- What to work on
Turn the stretch of lines below that opens with the line containing "Place a marker on the excavated" and closes with the last line into a Markdown table with the columns Row and Text, numbering each line and leaving out blank ones.

- Data supplied
— BEGIN —
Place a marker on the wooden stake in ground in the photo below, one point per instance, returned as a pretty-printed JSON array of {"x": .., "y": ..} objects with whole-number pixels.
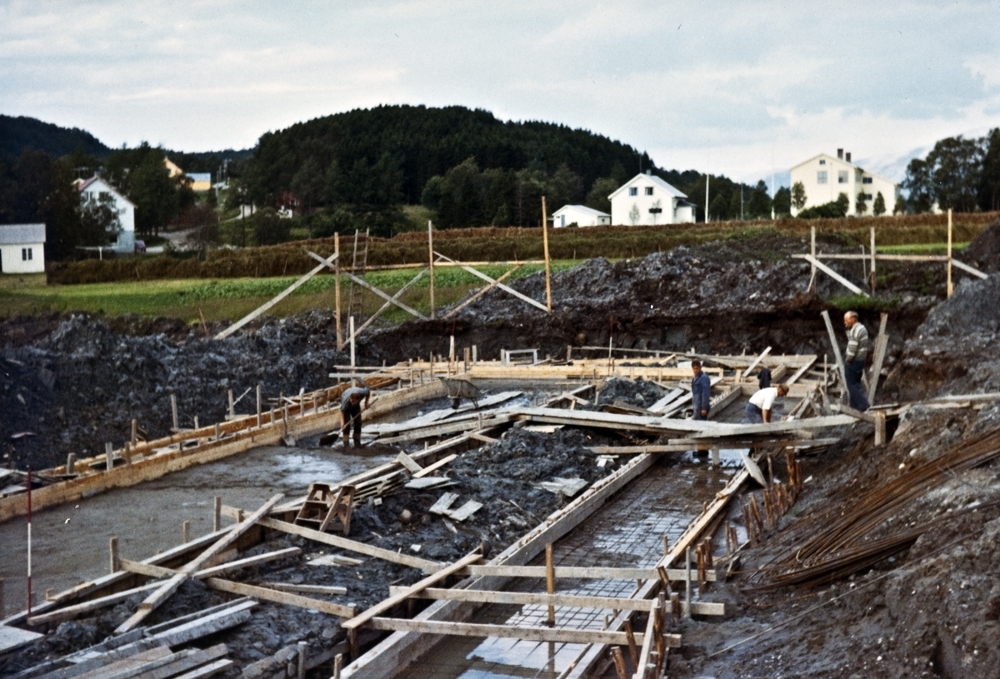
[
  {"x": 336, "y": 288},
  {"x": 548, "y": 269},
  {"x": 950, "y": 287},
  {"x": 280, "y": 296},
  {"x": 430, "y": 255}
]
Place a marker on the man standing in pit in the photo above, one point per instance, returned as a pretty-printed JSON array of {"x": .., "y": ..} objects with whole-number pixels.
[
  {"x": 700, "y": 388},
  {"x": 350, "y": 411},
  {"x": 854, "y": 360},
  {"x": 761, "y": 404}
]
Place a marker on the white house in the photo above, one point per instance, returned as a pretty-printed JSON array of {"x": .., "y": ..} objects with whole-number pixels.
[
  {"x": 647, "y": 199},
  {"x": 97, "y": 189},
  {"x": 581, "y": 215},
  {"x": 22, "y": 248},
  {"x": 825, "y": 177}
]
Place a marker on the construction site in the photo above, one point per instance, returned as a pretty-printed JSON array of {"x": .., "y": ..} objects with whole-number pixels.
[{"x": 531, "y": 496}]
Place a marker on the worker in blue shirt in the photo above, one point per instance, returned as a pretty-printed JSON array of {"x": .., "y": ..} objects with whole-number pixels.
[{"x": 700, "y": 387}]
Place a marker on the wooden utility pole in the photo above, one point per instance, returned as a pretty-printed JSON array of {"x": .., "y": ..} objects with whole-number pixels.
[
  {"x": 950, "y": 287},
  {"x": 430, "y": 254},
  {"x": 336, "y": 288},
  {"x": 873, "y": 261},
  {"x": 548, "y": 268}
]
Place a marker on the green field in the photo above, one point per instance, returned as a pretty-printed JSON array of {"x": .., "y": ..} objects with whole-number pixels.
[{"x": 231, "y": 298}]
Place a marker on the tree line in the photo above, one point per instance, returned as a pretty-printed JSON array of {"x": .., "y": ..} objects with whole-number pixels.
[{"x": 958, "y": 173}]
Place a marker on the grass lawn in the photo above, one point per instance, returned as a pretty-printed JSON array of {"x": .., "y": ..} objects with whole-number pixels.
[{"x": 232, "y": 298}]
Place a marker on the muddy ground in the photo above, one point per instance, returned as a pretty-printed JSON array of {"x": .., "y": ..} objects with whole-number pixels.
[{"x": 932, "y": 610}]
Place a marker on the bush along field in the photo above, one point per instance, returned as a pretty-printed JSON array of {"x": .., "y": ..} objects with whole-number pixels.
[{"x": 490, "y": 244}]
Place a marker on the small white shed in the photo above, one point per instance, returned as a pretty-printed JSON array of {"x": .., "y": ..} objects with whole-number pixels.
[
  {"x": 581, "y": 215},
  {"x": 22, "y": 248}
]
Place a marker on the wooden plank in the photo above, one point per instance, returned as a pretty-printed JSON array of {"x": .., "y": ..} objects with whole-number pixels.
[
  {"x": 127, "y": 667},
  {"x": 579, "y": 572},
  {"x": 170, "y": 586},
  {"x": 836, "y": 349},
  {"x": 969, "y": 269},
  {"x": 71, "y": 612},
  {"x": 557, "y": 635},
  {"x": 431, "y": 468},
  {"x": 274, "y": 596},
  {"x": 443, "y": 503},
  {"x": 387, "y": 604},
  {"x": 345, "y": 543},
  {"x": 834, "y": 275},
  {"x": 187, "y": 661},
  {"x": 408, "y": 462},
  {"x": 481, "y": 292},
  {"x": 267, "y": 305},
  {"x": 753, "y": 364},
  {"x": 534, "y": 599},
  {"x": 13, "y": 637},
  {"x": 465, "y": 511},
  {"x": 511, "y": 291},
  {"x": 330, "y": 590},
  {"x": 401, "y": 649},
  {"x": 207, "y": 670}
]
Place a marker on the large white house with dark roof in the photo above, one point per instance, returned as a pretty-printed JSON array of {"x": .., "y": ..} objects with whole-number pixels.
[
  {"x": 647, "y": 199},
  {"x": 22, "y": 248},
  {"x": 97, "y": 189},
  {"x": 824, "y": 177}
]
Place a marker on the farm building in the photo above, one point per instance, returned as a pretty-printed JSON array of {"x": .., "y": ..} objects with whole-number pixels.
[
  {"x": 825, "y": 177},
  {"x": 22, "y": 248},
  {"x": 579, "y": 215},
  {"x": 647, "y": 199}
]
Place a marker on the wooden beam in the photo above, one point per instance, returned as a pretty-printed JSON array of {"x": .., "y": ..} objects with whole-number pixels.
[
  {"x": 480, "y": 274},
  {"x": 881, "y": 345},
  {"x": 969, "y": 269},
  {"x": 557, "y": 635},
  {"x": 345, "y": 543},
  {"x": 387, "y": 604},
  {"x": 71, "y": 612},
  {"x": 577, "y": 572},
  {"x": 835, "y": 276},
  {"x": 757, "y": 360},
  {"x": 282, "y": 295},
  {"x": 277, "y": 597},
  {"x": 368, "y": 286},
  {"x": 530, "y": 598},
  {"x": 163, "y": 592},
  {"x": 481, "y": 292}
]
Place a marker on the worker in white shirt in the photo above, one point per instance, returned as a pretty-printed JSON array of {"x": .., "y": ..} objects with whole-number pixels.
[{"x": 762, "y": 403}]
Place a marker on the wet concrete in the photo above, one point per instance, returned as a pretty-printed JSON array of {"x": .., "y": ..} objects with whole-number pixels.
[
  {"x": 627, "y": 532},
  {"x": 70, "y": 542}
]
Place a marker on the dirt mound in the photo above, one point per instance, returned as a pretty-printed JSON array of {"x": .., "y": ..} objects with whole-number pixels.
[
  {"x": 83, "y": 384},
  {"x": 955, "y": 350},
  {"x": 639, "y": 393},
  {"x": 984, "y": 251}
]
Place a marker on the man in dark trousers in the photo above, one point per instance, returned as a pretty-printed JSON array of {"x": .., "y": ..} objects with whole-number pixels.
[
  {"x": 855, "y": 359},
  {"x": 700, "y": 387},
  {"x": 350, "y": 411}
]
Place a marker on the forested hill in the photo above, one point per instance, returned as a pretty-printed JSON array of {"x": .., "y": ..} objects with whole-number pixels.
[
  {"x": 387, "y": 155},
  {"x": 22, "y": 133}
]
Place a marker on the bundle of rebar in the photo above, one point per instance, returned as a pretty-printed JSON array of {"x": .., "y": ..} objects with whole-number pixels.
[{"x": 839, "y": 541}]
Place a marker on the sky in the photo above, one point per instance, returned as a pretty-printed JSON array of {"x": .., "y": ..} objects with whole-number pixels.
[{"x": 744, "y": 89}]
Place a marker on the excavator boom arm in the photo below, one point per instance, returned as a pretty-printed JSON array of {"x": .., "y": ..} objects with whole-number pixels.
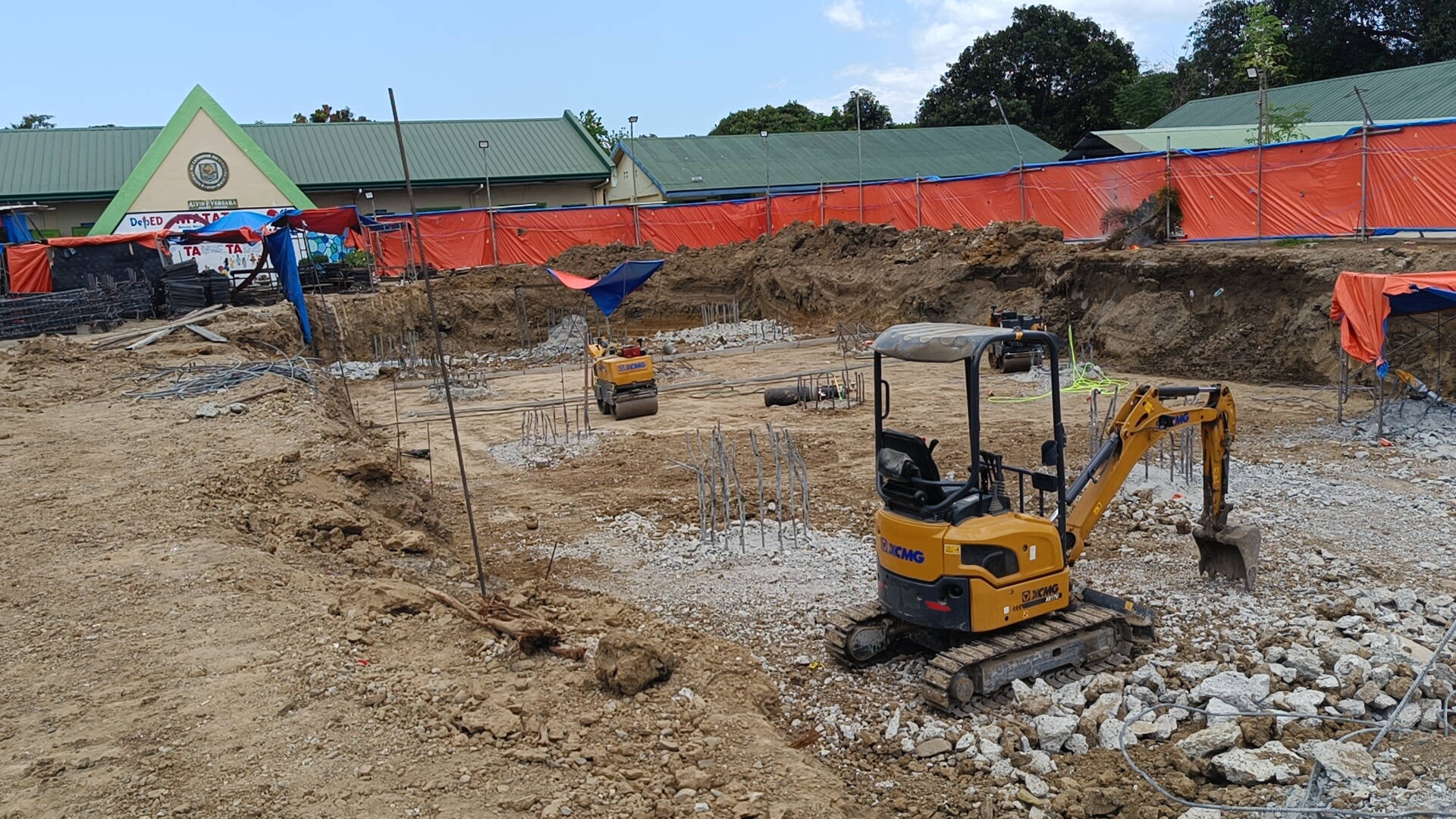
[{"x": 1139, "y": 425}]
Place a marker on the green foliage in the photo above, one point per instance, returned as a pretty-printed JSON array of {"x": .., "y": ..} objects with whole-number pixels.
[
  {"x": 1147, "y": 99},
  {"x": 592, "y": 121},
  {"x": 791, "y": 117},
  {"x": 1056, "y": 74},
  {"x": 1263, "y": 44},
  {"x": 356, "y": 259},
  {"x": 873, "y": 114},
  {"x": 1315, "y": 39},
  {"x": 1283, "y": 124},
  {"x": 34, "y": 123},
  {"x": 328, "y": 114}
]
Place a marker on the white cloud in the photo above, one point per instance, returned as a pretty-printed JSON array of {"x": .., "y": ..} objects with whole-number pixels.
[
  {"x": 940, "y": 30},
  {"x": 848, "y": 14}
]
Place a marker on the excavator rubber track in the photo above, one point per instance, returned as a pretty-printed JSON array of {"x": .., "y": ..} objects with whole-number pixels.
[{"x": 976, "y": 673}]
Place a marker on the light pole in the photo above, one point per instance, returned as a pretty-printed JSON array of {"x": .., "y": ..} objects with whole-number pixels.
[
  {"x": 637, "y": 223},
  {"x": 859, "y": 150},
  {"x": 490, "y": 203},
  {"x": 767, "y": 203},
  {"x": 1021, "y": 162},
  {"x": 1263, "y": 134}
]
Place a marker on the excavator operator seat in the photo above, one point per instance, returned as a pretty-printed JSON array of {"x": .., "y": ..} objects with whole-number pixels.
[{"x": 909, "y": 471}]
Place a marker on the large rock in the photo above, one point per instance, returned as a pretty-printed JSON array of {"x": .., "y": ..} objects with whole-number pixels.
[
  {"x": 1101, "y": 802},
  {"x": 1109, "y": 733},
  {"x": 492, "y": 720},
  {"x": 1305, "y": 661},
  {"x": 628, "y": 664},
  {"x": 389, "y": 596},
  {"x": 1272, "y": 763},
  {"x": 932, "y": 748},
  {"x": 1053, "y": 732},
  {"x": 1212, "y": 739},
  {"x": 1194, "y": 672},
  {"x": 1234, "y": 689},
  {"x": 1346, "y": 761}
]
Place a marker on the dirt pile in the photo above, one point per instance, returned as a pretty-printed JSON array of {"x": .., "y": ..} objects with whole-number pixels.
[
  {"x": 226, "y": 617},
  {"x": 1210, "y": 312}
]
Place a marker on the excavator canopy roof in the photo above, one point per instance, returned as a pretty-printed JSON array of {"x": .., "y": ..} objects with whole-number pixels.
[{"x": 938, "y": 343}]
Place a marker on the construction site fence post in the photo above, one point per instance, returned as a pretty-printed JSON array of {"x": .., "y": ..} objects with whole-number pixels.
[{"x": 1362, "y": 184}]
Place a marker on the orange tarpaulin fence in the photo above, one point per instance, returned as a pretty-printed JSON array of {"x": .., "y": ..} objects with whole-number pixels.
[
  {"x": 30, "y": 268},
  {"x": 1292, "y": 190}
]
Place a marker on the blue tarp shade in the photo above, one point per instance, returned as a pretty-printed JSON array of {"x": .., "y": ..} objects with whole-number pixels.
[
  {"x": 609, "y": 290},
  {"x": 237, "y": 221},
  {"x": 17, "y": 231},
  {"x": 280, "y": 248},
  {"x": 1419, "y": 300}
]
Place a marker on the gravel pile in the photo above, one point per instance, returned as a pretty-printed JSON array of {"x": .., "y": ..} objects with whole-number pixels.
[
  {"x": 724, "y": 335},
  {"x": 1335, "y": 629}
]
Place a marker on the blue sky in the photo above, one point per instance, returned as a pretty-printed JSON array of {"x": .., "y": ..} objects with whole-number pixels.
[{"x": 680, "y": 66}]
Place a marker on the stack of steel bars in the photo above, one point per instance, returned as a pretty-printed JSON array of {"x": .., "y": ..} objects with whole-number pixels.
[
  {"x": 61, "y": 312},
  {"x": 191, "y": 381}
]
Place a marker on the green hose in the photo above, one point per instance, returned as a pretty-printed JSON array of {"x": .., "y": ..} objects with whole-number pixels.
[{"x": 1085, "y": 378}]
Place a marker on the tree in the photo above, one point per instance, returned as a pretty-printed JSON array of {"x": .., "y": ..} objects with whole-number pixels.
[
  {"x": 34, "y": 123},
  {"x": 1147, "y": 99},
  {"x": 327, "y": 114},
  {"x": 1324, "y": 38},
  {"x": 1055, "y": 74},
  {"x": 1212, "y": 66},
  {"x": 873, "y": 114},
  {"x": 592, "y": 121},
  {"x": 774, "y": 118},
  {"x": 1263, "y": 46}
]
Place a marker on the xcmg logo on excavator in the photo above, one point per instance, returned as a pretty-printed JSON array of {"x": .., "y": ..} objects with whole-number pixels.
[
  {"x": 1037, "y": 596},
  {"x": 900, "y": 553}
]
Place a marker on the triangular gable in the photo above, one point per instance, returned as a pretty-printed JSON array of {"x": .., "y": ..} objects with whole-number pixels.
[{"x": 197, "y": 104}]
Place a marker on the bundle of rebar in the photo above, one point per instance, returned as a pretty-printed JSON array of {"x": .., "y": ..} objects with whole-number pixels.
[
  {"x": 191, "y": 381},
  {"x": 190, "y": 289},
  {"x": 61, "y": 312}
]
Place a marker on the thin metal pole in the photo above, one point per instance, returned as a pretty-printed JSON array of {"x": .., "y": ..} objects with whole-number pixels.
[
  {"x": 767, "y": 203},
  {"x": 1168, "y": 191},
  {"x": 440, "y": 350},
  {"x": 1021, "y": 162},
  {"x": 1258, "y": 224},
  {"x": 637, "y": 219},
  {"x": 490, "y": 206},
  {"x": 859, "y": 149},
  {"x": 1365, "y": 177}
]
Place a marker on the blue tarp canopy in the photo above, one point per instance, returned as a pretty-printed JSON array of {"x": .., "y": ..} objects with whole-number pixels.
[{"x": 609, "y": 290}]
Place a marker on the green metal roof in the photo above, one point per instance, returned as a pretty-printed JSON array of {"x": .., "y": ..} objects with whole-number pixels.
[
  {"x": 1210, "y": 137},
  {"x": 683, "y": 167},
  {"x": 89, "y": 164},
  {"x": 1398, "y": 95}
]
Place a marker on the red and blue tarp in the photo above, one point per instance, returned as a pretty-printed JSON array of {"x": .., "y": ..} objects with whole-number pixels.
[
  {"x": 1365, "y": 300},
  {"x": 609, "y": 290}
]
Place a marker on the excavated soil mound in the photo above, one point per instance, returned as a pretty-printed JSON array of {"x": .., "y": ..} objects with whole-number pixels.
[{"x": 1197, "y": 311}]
— END —
- Solution below
| Row | Text |
|---|---|
| 1 | Place a marker on the excavated soil mound in the photo above, one point per instance, returned as a pretty-printed JSON array of {"x": .., "y": ..} objects with whole-number pixels. |
| 2 | [{"x": 1197, "y": 311}] |